Stated problem
Locate the line containing "Task: Expected behaviour is that every instance of the person", then please write out that line and all the lines below it in the entries exactly.

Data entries
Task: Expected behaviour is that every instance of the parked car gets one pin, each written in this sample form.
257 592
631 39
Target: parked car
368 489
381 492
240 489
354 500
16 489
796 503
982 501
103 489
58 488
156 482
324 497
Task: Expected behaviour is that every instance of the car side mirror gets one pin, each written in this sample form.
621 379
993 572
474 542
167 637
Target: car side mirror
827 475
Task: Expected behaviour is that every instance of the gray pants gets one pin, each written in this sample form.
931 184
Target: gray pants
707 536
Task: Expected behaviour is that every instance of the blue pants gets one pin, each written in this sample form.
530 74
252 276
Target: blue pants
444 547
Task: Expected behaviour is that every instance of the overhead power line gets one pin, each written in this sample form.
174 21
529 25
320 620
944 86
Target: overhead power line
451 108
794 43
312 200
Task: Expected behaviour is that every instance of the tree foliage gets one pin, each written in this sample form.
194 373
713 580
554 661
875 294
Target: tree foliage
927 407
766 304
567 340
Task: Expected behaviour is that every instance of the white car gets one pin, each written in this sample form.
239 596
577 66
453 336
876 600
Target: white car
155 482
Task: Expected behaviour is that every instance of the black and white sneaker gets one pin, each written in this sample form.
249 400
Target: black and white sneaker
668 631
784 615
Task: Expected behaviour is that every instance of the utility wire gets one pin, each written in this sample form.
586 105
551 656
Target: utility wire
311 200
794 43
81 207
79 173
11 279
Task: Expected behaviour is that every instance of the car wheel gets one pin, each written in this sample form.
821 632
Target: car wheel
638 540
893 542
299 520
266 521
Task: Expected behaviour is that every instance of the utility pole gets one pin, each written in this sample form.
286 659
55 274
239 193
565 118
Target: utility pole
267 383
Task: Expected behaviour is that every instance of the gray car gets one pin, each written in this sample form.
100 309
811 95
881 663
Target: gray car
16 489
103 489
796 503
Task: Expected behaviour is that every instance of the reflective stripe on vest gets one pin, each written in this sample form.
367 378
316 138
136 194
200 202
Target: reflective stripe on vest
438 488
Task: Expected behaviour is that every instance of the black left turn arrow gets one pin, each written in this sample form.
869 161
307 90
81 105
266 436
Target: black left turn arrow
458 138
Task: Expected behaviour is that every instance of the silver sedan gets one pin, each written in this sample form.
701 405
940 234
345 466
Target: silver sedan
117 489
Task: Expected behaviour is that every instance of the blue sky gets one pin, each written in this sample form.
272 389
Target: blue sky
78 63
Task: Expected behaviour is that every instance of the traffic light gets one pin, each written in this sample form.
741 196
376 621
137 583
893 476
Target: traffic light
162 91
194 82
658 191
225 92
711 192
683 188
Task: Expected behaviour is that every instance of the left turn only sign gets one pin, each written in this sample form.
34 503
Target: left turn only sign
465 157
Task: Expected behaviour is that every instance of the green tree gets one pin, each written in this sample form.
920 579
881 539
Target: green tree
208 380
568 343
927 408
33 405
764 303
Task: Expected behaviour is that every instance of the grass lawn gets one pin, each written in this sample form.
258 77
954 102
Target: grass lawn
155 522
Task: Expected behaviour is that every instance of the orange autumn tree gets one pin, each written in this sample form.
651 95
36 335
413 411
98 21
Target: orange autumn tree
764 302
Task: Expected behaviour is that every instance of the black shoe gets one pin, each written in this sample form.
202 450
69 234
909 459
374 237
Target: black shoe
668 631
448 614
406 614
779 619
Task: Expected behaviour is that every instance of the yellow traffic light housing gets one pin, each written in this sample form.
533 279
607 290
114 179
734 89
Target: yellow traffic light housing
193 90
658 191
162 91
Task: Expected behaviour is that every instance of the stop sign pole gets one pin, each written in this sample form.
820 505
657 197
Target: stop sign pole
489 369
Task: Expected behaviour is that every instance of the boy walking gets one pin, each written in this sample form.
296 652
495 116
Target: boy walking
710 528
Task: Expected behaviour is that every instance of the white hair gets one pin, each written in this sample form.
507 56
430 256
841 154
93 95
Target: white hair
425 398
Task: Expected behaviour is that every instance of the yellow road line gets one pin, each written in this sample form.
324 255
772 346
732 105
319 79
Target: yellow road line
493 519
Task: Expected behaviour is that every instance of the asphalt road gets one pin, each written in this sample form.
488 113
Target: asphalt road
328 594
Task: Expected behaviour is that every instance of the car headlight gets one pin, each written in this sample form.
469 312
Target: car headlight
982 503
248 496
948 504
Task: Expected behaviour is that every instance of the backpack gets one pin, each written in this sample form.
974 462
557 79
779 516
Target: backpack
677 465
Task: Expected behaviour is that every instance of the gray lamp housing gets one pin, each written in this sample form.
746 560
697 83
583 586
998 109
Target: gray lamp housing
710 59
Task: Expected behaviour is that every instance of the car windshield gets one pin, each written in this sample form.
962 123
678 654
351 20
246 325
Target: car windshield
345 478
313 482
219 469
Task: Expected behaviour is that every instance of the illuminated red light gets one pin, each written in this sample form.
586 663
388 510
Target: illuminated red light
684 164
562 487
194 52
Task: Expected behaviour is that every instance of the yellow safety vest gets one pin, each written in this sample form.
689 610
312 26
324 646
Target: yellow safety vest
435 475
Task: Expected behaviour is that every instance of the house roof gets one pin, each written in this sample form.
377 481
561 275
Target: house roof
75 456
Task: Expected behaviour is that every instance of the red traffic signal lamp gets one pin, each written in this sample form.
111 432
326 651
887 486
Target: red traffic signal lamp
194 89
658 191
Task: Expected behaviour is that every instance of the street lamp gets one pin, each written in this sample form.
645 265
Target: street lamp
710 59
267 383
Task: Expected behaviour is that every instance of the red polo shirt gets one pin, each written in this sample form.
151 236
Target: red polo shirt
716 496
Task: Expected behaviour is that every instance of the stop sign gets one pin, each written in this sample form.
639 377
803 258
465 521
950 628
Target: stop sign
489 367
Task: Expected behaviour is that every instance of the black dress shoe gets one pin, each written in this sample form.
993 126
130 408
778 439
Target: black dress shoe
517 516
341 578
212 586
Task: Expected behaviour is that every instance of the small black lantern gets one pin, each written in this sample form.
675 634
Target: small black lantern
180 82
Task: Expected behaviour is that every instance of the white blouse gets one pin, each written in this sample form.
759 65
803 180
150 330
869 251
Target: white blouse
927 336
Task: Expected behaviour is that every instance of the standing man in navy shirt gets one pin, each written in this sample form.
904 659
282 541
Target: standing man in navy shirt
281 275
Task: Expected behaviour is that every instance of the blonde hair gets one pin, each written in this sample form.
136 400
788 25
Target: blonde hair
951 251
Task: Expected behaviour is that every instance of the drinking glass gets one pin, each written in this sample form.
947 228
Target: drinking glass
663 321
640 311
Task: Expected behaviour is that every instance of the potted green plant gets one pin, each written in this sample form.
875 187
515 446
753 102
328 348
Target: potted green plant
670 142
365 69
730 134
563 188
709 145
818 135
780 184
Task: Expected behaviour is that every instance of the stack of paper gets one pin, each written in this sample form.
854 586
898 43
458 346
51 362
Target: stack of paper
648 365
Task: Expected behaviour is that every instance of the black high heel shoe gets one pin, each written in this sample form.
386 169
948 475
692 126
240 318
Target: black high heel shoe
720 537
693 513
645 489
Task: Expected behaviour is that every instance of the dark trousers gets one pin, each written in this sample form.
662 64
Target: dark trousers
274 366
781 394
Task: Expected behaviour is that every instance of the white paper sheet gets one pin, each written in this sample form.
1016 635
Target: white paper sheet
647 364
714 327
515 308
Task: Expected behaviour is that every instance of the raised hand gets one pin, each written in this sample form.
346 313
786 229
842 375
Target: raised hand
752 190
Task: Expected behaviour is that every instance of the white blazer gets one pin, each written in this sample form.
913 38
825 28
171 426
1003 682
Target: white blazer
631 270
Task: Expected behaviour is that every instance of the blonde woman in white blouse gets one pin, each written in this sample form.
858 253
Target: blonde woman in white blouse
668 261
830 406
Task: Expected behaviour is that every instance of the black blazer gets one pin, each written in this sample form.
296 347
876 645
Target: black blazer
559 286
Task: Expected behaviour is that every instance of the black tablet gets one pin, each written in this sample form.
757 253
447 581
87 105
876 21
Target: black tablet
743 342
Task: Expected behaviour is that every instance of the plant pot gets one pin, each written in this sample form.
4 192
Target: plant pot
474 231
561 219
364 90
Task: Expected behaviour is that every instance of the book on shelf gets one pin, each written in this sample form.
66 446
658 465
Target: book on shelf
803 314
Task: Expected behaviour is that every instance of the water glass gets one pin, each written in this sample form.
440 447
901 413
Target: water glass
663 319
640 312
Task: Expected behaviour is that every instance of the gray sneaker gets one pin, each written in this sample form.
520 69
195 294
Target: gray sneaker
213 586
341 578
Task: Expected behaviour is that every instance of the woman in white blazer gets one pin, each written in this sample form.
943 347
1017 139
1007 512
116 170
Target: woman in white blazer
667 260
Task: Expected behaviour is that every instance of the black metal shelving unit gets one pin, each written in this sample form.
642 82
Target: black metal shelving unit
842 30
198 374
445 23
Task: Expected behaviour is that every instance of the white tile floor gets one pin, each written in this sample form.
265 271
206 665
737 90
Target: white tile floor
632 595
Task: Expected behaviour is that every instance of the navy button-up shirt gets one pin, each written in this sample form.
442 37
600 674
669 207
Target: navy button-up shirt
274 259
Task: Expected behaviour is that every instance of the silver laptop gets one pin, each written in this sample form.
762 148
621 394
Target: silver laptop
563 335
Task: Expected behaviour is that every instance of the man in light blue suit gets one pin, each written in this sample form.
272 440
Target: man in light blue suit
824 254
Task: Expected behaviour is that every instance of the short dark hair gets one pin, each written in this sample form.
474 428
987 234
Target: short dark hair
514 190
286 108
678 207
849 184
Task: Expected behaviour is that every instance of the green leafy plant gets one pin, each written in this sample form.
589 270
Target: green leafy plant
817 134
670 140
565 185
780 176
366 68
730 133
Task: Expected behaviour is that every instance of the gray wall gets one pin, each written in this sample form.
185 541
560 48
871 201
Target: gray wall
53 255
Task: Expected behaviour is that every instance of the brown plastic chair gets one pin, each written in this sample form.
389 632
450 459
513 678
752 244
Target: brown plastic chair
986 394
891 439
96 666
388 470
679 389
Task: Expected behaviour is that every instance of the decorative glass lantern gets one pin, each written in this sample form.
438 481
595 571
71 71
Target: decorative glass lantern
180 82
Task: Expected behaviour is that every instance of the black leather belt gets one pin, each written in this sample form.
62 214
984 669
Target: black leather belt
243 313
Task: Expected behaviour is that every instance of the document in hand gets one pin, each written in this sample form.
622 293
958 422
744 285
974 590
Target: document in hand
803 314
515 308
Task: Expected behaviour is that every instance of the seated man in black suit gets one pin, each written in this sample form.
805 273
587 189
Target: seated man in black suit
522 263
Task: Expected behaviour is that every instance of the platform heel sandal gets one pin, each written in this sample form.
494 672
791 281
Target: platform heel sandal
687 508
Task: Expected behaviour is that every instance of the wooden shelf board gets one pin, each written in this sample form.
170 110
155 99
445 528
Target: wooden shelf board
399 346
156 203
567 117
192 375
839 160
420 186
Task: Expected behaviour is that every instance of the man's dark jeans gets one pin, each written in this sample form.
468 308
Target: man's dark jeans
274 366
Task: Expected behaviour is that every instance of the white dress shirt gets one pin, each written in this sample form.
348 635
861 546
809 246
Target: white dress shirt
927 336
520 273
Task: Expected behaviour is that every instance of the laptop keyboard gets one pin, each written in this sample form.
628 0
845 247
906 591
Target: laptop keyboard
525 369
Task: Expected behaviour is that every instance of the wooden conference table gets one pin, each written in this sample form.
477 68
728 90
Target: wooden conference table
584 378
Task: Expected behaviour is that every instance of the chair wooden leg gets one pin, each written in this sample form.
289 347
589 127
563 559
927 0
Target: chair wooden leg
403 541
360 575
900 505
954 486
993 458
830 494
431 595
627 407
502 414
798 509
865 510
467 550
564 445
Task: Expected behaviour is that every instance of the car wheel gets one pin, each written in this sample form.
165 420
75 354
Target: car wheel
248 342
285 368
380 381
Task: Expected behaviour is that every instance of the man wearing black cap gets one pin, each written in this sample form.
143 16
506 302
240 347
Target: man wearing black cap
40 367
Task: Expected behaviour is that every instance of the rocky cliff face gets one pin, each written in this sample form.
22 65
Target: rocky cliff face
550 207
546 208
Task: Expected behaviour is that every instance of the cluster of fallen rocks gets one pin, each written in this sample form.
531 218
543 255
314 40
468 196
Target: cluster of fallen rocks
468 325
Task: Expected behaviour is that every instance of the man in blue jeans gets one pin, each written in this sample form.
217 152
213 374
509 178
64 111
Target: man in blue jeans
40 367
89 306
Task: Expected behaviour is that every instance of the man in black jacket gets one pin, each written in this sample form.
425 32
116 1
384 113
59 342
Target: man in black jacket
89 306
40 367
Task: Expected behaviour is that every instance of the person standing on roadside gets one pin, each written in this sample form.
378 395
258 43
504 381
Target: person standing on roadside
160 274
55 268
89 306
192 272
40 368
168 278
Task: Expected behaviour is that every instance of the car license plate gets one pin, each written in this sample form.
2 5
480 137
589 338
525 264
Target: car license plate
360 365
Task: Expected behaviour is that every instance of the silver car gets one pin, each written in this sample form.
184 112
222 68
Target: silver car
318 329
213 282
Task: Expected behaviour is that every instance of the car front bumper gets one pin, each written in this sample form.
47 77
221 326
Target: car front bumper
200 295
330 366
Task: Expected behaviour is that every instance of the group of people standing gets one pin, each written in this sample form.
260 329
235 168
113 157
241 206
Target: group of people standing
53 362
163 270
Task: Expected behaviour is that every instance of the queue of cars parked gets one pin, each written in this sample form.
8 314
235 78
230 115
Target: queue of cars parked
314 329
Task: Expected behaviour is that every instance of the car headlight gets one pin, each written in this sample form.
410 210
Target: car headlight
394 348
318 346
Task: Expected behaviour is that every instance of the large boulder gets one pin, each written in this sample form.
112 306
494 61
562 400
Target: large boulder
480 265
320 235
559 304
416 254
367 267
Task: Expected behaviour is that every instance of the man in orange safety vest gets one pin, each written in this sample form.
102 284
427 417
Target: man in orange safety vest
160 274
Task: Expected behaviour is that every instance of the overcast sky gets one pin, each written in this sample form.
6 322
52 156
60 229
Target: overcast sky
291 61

Exercise output
Task: Expected behaviour is that every instance of the person standing on roadside gets one pin, each written in this sample form.
378 395
258 43
504 381
Target: person standing on roadside
160 274
55 268
89 306
192 272
40 368
168 278
Task: Expected behaviour is that every instance of the car license plate gets one pin, each written in this sample form.
2 5
480 137
589 338
525 264
Target: car license plate
360 365
Task: Expected behaviour is that every instance of the silver car gets one pin, each written in this sample form.
184 112
222 68
Target: silver car
318 329
213 282
Task: Expected behaviour is that every instance of the car front bumper gets one pin, each written in this sample form.
47 77
221 326
Target: car front bumper
200 295
330 366
Task: Expected behaviour is that every instance of the group of people standing gets one pin, each written in this sample form.
260 329
235 168
113 157
241 206
Target: group of people standing
53 362
163 270
Task: Expected behaviour is that every instance of the queue of cars parked gets one pin, each written in this sample form.
8 314
235 78
230 115
Target: queue of cars parked
314 329
Task: Expected behaviour is that every instance of the car headlight gets one pin, each written in this sample form.
410 210
Target: car headlight
394 348
318 346
Task: Expected behaviour is that every instance of the large boulder gets one pin, each written in this sample form.
112 306
494 61
562 400
Target: large boulder
480 265
320 235
559 304
416 254
367 267
Task: Expected behaviour is that every instance of the man in orange safety vest gets one pin, each written in this sample form.
102 284
427 417
Target: man in orange safety vest
160 274
Task: Expected behaviour is that every instance of the overcast sky gets one pin, each written in this sample form.
6 322
52 156
60 229
Target: overcast sky
291 61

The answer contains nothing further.